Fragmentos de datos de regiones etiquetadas
==*==
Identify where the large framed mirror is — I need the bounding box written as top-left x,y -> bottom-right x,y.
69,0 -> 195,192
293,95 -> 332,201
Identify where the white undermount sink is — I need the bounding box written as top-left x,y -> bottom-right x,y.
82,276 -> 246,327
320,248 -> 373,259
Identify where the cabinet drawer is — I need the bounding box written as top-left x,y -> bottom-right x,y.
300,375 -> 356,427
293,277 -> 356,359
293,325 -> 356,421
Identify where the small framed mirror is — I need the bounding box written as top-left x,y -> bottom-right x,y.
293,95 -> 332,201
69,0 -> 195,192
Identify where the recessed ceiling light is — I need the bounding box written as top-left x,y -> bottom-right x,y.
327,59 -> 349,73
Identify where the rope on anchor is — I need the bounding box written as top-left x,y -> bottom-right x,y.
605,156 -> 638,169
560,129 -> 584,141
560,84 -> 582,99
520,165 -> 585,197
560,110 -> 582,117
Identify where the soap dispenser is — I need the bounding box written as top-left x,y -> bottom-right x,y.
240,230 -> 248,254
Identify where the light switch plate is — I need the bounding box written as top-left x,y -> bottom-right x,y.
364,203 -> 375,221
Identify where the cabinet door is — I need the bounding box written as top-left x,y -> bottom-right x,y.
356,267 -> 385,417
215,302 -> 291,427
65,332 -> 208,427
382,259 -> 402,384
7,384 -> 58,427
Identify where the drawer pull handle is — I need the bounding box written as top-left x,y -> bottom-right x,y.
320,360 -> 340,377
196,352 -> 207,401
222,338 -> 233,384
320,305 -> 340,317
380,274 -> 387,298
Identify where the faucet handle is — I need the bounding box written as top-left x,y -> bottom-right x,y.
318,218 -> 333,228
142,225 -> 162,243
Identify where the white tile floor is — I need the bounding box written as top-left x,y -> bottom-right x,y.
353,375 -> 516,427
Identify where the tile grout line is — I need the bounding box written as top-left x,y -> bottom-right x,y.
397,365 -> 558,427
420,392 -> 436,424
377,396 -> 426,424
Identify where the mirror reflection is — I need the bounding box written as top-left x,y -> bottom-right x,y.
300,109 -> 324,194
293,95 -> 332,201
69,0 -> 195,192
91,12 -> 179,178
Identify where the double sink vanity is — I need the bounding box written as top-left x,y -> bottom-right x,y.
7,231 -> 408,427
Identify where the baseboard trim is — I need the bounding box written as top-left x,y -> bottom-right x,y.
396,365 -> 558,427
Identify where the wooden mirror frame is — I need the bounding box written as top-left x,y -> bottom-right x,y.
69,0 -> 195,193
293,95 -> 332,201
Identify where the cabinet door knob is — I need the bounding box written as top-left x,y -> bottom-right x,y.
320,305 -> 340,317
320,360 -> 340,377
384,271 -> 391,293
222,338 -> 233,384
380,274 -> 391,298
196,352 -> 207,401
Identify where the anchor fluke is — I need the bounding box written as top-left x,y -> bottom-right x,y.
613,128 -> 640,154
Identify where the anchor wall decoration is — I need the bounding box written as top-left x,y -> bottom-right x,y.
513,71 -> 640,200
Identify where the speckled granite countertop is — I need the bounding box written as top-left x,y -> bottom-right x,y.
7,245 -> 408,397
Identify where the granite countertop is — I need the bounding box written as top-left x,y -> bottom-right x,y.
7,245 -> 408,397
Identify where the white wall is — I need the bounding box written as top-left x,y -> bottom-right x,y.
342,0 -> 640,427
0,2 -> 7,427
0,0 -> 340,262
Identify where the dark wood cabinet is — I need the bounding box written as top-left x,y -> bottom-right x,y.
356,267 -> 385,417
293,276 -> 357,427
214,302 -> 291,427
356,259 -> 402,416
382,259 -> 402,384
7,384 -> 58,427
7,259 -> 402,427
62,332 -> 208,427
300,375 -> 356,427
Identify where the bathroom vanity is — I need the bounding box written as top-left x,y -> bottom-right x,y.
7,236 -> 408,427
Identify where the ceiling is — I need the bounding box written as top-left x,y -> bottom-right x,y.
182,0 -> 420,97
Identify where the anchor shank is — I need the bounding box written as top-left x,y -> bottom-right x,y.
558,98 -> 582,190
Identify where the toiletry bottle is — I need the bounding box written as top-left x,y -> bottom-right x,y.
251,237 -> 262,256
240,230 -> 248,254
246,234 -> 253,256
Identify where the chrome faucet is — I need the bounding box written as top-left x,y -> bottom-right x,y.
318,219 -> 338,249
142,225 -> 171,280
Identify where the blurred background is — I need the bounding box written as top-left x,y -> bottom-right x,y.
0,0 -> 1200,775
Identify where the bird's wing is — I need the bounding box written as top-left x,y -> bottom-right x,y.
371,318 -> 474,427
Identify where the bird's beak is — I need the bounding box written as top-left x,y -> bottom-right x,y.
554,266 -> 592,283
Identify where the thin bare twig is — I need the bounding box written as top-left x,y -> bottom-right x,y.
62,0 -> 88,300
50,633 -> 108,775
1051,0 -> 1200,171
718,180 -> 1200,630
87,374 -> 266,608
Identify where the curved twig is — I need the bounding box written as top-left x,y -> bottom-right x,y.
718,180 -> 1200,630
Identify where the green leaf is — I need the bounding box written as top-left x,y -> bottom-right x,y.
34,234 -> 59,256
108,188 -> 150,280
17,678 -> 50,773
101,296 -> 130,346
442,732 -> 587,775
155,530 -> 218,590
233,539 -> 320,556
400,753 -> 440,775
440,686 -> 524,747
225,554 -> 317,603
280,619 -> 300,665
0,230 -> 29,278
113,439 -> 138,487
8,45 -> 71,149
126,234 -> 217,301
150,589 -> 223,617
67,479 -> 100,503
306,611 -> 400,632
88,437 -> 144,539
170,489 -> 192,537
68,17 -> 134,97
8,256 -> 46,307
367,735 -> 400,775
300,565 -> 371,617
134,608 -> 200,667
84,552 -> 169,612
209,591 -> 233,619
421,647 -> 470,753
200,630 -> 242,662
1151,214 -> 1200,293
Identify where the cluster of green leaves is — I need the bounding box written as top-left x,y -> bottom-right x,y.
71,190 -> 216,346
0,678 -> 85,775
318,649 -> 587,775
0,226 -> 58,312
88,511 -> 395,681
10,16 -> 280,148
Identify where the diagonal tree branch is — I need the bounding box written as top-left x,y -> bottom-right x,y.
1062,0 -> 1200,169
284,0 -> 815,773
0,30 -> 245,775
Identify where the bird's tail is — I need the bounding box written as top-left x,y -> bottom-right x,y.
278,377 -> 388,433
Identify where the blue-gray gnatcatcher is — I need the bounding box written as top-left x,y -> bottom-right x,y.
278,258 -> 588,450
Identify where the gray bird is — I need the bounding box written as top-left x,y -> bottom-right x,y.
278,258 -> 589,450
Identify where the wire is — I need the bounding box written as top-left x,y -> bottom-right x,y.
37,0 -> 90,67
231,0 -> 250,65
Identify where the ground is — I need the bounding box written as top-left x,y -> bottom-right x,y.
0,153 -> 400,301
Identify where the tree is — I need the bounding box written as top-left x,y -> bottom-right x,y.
==*==
- _TRABAJO REQUERIDO_:
Repite las filas tal como aparecen, desde el inicio hasta la línea que contiene "353,375 -> 516,427", incluida esta.

- _RESPUESTA ESCRITA_:
Identify where the large framed mirror is — I need the bounding box written as top-left x,y -> bottom-right x,y.
69,0 -> 195,192
293,95 -> 332,201
Identify where the white undermount sink is — I need the bounding box written as top-left x,y -> bottom-right x,y.
82,276 -> 246,327
320,248 -> 373,259
Identify where the cabinet drawer is — I need the bounding box written as top-left x,y -> bottom-right x,y.
300,375 -> 356,427
293,277 -> 356,359
293,325 -> 356,421
Identify where the small framed mirror is — I need the bounding box written as top-left x,y -> bottom-right x,y.
293,95 -> 332,201
69,0 -> 195,192
Identify where the recessed ceiling light is — I need the bounding box written as top-left x,y -> bottom-right x,y.
327,59 -> 349,73
Identify where the rope on anchor is — I need the bounding box written as top-left x,y -> bottom-right x,y.
605,156 -> 638,169
560,129 -> 584,141
560,84 -> 582,99
520,165 -> 585,197
560,110 -> 582,117
Identify where the soap dispenser is — I need the bounding box written as top-left x,y -> bottom-right x,y.
240,230 -> 248,254
Identify where the light switch plate is — I need the bounding box written as top-left x,y -> bottom-right x,y.
364,203 -> 375,221
Identify where the cabinet door is — I need the bounding box written as top-left x,y -> bottom-right x,y.
356,267 -> 385,417
215,302 -> 291,427
65,332 -> 208,427
382,259 -> 402,384
7,384 -> 58,427
Identify where the drawer pull handle is — I need the bounding box written as top-left x,y -> bottom-right x,y.
320,360 -> 340,377
196,352 -> 207,401
222,338 -> 233,384
320,305 -> 340,317
380,274 -> 387,298
Identify where the faucet handle is — I need the bounding box written as top-left x,y -> bottom-right x,y.
318,218 -> 333,228
142,225 -> 162,243
Identify where the white tile floor is — I need the bounding box written as top-left x,y -> bottom-right x,y.
353,375 -> 516,427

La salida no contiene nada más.